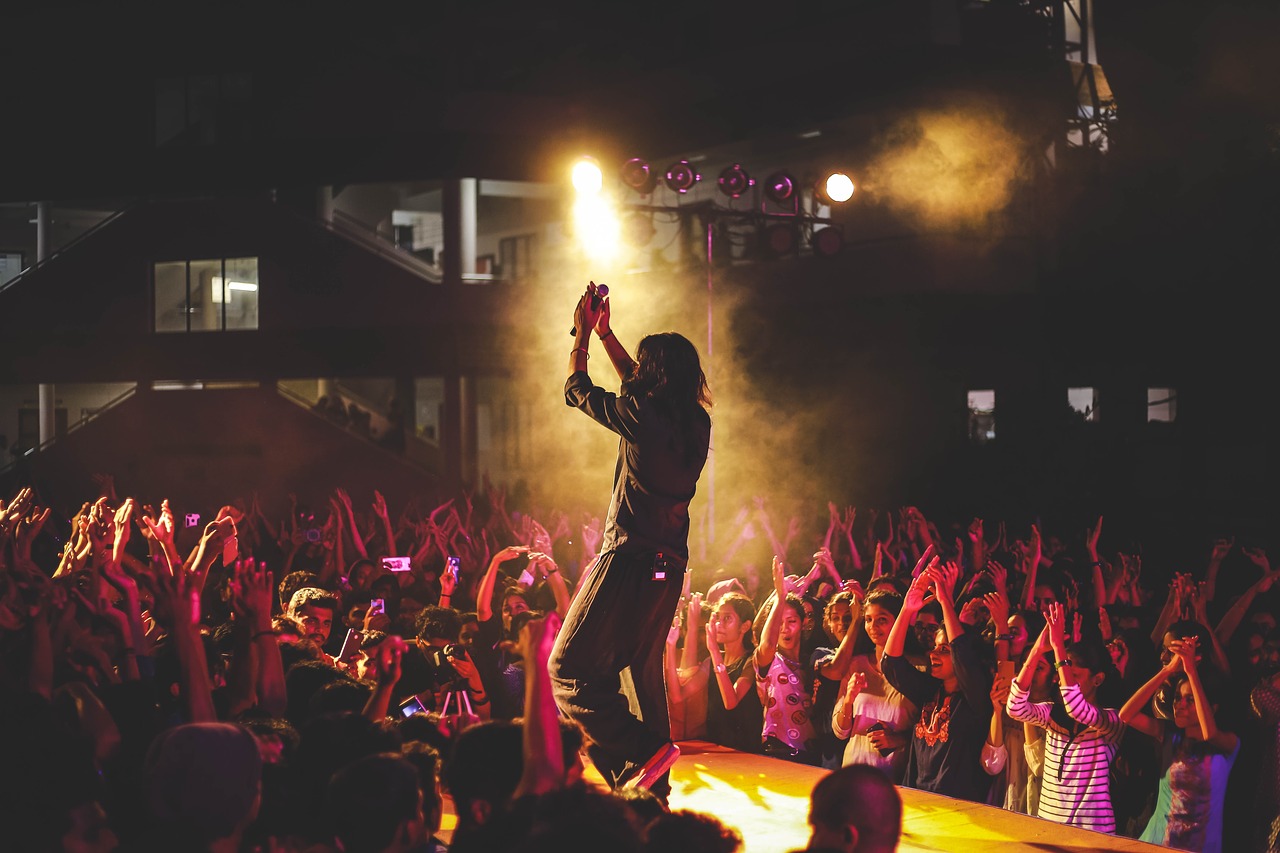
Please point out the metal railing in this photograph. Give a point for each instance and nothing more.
(359, 232)
(97, 413)
(76, 241)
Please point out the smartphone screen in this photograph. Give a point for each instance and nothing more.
(350, 644)
(231, 550)
(396, 564)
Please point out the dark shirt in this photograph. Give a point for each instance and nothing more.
(656, 477)
(826, 692)
(741, 728)
(946, 743)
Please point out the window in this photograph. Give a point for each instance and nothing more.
(206, 109)
(1083, 401)
(517, 258)
(982, 416)
(206, 295)
(1161, 405)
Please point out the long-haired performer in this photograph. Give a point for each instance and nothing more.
(622, 612)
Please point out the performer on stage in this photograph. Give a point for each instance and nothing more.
(621, 615)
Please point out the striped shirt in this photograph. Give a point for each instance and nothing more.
(1075, 787)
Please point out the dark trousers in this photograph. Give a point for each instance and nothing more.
(618, 620)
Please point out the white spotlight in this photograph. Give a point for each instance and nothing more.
(839, 187)
(588, 178)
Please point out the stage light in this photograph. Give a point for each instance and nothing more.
(588, 178)
(735, 181)
(837, 187)
(681, 176)
(780, 238)
(639, 176)
(780, 188)
(827, 241)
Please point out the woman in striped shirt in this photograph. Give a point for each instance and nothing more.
(1080, 738)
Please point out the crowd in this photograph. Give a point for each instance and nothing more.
(321, 680)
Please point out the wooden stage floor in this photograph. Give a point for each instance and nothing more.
(767, 801)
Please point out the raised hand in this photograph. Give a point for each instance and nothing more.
(918, 593)
(1055, 616)
(1091, 541)
(1258, 557)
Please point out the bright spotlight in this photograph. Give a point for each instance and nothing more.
(588, 179)
(597, 227)
(735, 181)
(681, 176)
(839, 187)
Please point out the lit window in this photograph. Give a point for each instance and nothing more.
(1161, 405)
(1083, 401)
(982, 416)
(206, 295)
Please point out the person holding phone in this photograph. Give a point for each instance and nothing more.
(1082, 739)
(622, 612)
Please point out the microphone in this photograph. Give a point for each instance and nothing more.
(600, 291)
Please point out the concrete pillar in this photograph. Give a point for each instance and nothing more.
(324, 204)
(46, 391)
(46, 414)
(467, 223)
(467, 418)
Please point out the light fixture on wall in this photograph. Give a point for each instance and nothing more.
(734, 181)
(681, 176)
(638, 174)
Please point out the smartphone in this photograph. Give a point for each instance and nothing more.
(880, 726)
(231, 550)
(350, 644)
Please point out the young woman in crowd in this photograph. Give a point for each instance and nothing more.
(871, 712)
(1082, 739)
(782, 678)
(954, 696)
(1196, 755)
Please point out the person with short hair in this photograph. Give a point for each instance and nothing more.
(854, 810)
(312, 610)
(376, 806)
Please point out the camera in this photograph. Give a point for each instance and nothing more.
(453, 651)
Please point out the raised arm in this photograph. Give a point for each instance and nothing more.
(484, 594)
(618, 356)
(768, 646)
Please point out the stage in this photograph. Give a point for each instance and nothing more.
(767, 801)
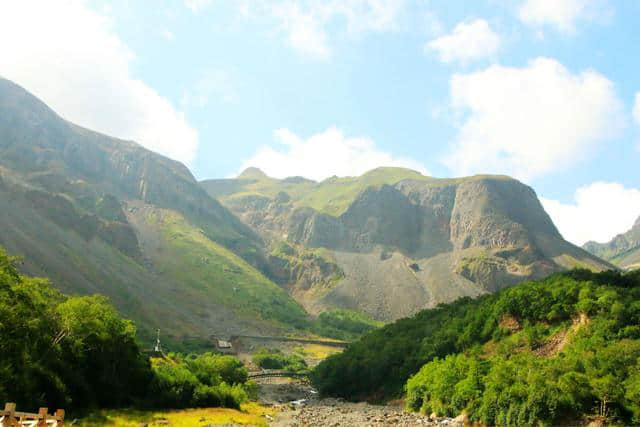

------------------------------------

#### GIVEN PROBLEM
Render every line of the material above as a JSON list of strings, one string per line, with blank lines and pictures left out.

#### ANSWER TO THE EXERCISE
[
  "Please point out the metal railing in this photograph. Give a point for each instance and nothing more.",
  "(359, 232)",
  "(97, 413)",
  "(76, 241)",
  "Please point out the smartphone screen in this photograph. Give a point for each instance and nothing more.",
  "(350, 644)",
  "(231, 550)",
  "(396, 564)",
  "Please point out the dark shirt in this photograph. Give a point for each instance and nothing more.",
  "(656, 477)",
  "(826, 692)",
  "(741, 728)",
  "(946, 743)",
  "Please point out the window in this photograph. Give a point for each instance and nothing more.",
  "(206, 109)",
  "(1083, 401)",
  "(517, 258)",
  "(982, 416)",
  "(206, 295)",
  "(1161, 405)",
  "Please point out the long-haired performer in this photograph. Give a point for each instance and nothing more.",
  "(622, 612)",
  "Please point out the performer on stage in this photograph. Give a point for each instance and nothing more.",
  "(621, 615)",
  "Please point out the striped shirt in this photograph. Give a point for each instance and nothing more.",
  "(1075, 787)",
  "Please point out the dark trousers in this photograph. Give a point for each instance and nothing more.",
  "(618, 620)",
  "Please point out the white spotlight in this photograph. Give a point for each instance and nothing more.",
  "(839, 187)",
  "(588, 178)",
  "Please point out the stage light in this photograph. Give a point for each instance and nothing more.",
  "(588, 178)",
  "(735, 181)",
  "(837, 187)",
  "(681, 176)",
  "(780, 238)",
  "(639, 176)",
  "(780, 188)",
  "(827, 241)",
  "Please point out the woman in striped shirt in this photograph. Give a point for each instance and nothing more.",
  "(1080, 738)",
  "Please point out the crowd in this photograph. Give a point for each instance and nothing more.",
  "(321, 680)",
  "Please point out the wooden stage floor in this photograph. Give a point for each instance and nothing more.",
  "(767, 801)",
  "Please point out the raised hand in this photograph. Give a point for each instance and nothing more.",
  "(918, 593)",
  "(1055, 616)",
  "(1091, 541)",
  "(1258, 557)",
  "Please point out the bright spotlight in this photograph. Give a point for each instance and nothing more.",
  "(588, 179)",
  "(597, 227)",
  "(735, 181)",
  "(681, 176)",
  "(839, 187)",
  "Please point out the lit window in this photograph. Give a point for each instance and nothing more.",
  "(1161, 405)",
  "(1083, 401)",
  "(982, 416)",
  "(206, 295)",
  "Please point out the person holding phone in this photograph. Give a point for each instance and nothing more.",
  "(1082, 739)",
  "(622, 612)",
  "Please point out the microphone in this photograph. Give a point for each instance and nothing more.",
  "(600, 291)",
  "Please point out the concrete pillar in this photograph. Give a point for each instance and nothing more.",
  "(324, 204)",
  "(46, 391)",
  "(46, 414)",
  "(467, 223)",
  "(467, 418)",
  "Please point out the light fixture on wall in this photograph. Give a point for each instance and nothing more.",
  "(734, 181)",
  "(681, 176)",
  "(638, 174)",
  "Please point out the smartphone in this photograph. Give a point for each instance and nothing more.",
  "(880, 726)",
  "(231, 550)",
  "(350, 644)",
  "Please point out the young woman in crowd in this photograph. Give a point for each instance and nothing more.",
  "(871, 712)",
  "(1082, 739)",
  "(782, 678)",
  "(954, 696)",
  "(1196, 755)",
  "Please point out the person with short hair in this photograph. Give a point for each instance and nothing more.",
  "(854, 810)",
  "(312, 610)",
  "(376, 806)",
  "Please point out the camera in this photograph. Give a point for each instance and nothing more.",
  "(453, 651)",
  "Please point out the raised arm in this photograph. Give a point for each instance and nothing more.",
  "(484, 594)",
  "(618, 356)",
  "(768, 646)",
  "Please point out the stage in this photograph. Give a point for each instance and nothing more.",
  "(767, 801)"
]